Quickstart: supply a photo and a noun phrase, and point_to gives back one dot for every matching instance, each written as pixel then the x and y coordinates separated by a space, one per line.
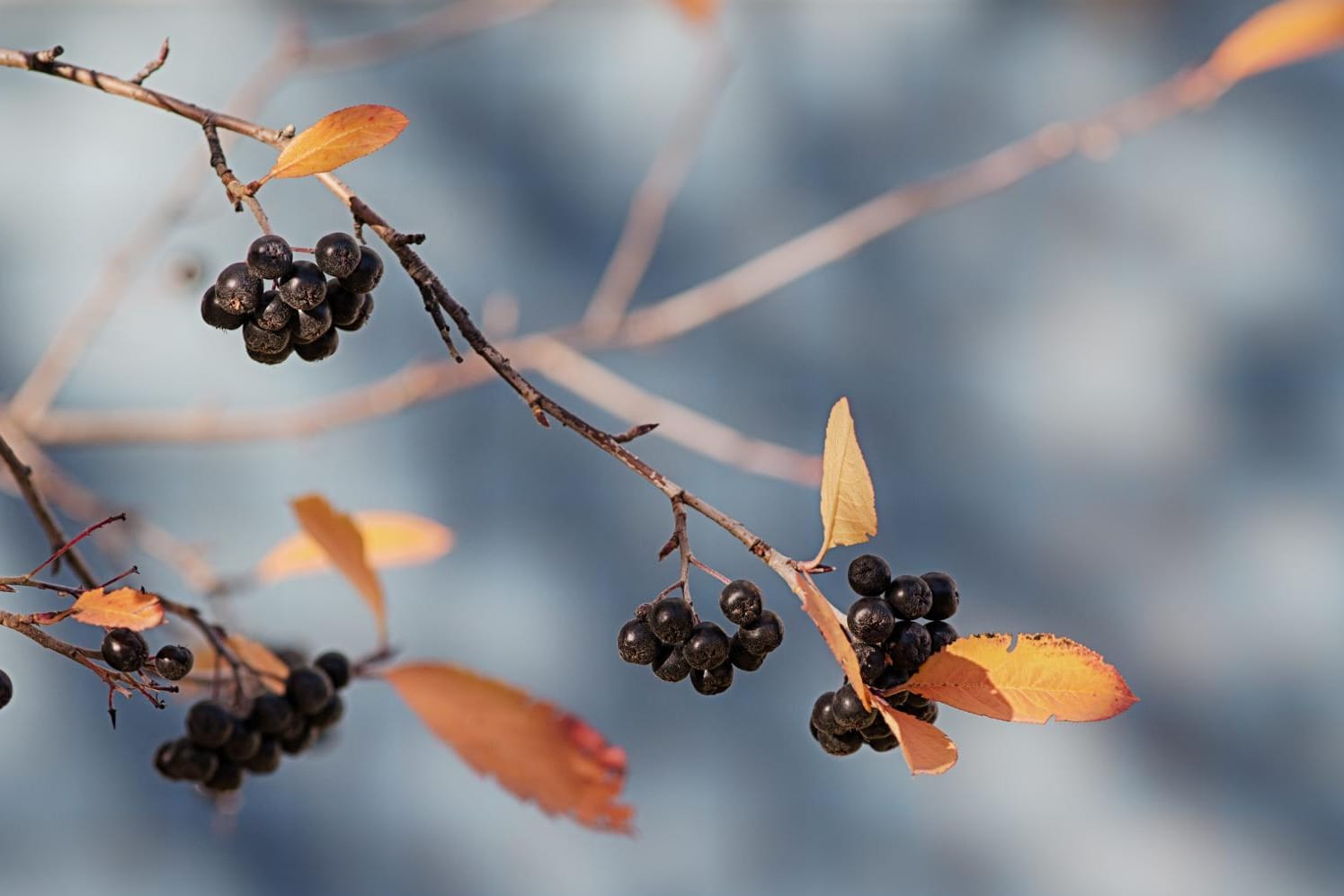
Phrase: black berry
pixel 174 661
pixel 868 575
pixel 909 597
pixel 367 271
pixel 708 646
pixel 124 651
pixel 871 619
pixel 945 597
pixel 636 643
pixel 304 288
pixel 763 635
pixel 741 602
pixel 671 619
pixel 337 254
pixel 271 257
|---|
(Problem): Copy out the data above with "black berry" swapped for "blackberry" and nothing else changed. Leave the pictures out.

(Result):
Quickstart: supply a photo and a noun phrase, and point_to gives back one dot for every matching instance, each written as pixel then the x and y coordinates separated by a space, one per line.
Phrase: blackberry
pixel 174 661
pixel 868 575
pixel 909 597
pixel 367 271
pixel 708 646
pixel 124 651
pixel 871 619
pixel 945 597
pixel 636 643
pixel 304 288
pixel 763 635
pixel 741 602
pixel 671 619
pixel 337 254
pixel 271 257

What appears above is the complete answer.